**Exercise task:** The required output is the exact sequence of lines from the line holding "Target: wrought iron balcony railing" to the end of the records, inclusive.

--- START Data provided ---

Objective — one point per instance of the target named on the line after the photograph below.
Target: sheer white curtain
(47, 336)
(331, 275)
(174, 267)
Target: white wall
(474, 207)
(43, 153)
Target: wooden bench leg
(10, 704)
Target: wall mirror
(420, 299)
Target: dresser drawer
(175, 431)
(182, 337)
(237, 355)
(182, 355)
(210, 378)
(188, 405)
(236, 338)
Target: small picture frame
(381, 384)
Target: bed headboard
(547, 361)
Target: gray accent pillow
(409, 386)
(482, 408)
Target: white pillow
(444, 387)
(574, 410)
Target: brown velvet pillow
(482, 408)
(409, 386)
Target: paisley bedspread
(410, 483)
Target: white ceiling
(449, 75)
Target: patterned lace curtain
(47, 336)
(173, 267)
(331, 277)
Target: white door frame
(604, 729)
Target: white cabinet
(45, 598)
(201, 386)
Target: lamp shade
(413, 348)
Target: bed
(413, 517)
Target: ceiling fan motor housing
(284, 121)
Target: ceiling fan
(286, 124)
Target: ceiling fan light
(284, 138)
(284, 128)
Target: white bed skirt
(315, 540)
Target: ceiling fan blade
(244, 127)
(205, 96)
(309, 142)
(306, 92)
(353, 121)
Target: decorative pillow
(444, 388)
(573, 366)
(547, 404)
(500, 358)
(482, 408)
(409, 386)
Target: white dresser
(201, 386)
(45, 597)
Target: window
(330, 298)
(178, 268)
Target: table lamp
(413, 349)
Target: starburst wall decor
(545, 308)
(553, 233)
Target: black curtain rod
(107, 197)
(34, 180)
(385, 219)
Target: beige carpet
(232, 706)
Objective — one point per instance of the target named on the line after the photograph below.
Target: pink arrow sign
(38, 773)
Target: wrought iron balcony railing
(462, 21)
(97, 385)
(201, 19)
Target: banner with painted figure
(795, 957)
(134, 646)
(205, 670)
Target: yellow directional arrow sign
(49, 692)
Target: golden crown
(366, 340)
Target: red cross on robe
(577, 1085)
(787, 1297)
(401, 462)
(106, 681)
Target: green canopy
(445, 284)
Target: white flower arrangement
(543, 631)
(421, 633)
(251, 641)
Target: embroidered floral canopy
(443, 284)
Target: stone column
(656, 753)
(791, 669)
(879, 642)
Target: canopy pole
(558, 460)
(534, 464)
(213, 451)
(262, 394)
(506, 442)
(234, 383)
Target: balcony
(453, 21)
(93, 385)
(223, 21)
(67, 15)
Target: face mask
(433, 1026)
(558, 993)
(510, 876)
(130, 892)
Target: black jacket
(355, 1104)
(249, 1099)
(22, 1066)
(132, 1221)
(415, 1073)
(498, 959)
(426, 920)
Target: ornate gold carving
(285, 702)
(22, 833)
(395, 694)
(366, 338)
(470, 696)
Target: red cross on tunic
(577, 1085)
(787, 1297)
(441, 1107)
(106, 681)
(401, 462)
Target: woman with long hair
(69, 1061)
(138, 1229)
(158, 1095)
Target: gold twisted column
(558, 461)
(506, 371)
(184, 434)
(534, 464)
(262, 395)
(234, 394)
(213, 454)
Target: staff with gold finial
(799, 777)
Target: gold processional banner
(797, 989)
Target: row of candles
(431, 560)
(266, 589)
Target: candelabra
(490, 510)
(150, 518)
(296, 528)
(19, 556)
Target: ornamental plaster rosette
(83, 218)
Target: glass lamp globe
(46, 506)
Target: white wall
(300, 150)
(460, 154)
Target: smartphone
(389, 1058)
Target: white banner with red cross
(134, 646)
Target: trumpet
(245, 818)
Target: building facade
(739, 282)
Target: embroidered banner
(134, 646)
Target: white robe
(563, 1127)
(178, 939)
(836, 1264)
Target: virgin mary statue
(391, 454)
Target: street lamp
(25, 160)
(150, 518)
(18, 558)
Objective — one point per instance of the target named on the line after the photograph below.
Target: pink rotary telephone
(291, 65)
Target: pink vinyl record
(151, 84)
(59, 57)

--- END Data provided ---

**Solution for this problem:**
Target: wrought iron balcony railing
(462, 21)
(97, 385)
(201, 19)
Target: banner with painted figure
(795, 957)
(134, 646)
(205, 670)
Target: yellow directional arrow sign
(49, 692)
Target: golden crown
(366, 340)
Target: red cross on robe
(577, 1085)
(787, 1297)
(401, 462)
(106, 681)
Target: green canopy
(445, 284)
Target: white flower arrangement
(543, 631)
(421, 633)
(251, 641)
Target: embroidered floral canopy
(443, 284)
Target: stone column
(656, 753)
(791, 669)
(879, 642)
Target: canopy pole
(558, 460)
(534, 464)
(213, 451)
(262, 394)
(506, 442)
(234, 383)
Target: balcony
(453, 21)
(93, 385)
(223, 21)
(67, 15)
Target: face mask
(433, 1026)
(558, 993)
(510, 876)
(130, 892)
Target: black jacket
(355, 1104)
(249, 1099)
(22, 1066)
(132, 1221)
(415, 1073)
(498, 959)
(426, 920)
Target: ornate gold carving
(285, 702)
(22, 833)
(395, 694)
(366, 338)
(470, 696)
Target: red cross on tunic
(577, 1085)
(787, 1297)
(441, 1107)
(106, 681)
(401, 462)
Target: woman with long hair
(69, 1061)
(138, 1229)
(158, 1095)
Target: gold twisted column
(558, 461)
(506, 371)
(184, 434)
(534, 464)
(262, 395)
(234, 394)
(213, 454)
Target: staff with gold finial
(799, 777)
Target: gold processional banner
(797, 989)
Target: row of candles
(431, 560)
(266, 589)
Target: candelabra
(490, 510)
(150, 518)
(296, 528)
(19, 556)
Target: ornamental plaster rosette
(83, 218)
Target: glass lamp globe
(46, 506)
Target: white wall
(300, 150)
(460, 154)
Target: smartphone
(389, 1058)
Target: white banner with red cross
(134, 646)
Target: trumpet
(245, 818)
Target: building facade
(739, 282)
Target: embroidered banner
(134, 646)
Target: white robe
(563, 1127)
(178, 939)
(836, 1264)
Target: virgin mary statue
(391, 454)
Target: street lamp
(25, 160)
(150, 518)
(18, 558)
Objective — one point per instance of the target named on the line after the photograph below.
Target: pink rotary telephone
(291, 65)
Target: pink vinyl record
(151, 84)
(59, 57)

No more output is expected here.